Records for the task:
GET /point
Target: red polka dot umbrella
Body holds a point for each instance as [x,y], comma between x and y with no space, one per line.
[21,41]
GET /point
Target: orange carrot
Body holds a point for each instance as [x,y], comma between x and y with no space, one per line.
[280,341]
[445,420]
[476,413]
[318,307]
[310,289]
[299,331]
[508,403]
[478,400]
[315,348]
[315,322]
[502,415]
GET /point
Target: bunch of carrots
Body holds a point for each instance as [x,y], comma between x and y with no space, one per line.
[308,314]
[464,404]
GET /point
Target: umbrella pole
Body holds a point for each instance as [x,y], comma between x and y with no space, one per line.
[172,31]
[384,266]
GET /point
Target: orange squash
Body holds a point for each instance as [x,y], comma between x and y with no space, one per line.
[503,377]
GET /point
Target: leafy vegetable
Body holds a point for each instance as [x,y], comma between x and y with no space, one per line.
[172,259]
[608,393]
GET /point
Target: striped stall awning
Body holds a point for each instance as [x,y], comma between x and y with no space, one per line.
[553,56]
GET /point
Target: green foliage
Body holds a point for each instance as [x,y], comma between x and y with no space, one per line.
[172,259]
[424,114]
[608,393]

==

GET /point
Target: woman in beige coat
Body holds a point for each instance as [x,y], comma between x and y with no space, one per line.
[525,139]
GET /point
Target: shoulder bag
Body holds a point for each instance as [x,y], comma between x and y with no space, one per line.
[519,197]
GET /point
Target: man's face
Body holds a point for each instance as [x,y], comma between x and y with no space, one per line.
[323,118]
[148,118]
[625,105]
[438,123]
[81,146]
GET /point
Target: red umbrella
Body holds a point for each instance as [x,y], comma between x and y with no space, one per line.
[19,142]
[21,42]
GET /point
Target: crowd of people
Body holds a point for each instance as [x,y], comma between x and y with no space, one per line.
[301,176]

...

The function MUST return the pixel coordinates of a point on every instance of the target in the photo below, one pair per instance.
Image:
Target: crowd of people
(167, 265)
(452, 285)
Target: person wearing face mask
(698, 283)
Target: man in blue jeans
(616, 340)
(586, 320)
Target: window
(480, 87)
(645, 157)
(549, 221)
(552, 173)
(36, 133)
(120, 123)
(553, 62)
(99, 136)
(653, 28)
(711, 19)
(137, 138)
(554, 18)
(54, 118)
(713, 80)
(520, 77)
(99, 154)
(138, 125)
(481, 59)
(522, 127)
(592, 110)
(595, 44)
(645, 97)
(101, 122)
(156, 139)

Work to be completed: Using the listing above, count the lines that contain the word "orange" and state only that number.

Answer section: 2